## REQUIRED TASK
Reproduce each of the following entries word for word.

===== MATERIAL FOR THIS TASK

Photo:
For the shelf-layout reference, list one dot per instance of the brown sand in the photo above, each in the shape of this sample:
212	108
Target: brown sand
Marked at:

==========

## RESULT FOR THIS TASK
Photo:
For the shelf-layout reference, list one dot per instance of the brown sand in the photo above, each in the shape of this sample:
212	108
Target: brown sand
Marked at:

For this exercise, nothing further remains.